__Records for the exercise__
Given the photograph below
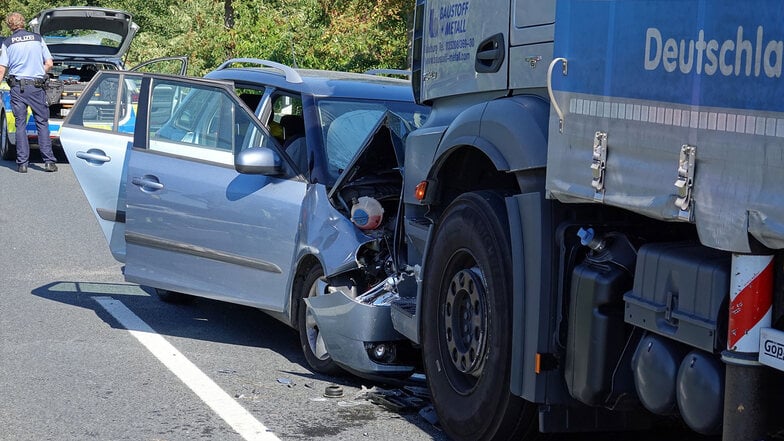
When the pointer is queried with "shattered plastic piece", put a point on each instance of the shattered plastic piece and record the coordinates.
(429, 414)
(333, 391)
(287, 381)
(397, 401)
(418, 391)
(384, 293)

__Required task__
Convert the data above into a Markdown table with a Row column numbering each line and a Line column holding its text. Skip blank lines and leave out the pictures.

__Answer to the problem__
| Row | Line |
|---|---|
| 1 | Given the photograph below |
| 2 | When the pointer is queried with "shattered plastic piece", put a point on each instance of the shattered plastic piece and record the coordinates. |
| 3 | (429, 414) |
| 4 | (333, 391) |
| 5 | (287, 381) |
| 6 | (397, 401) |
| 7 | (418, 391) |
| 8 | (384, 293) |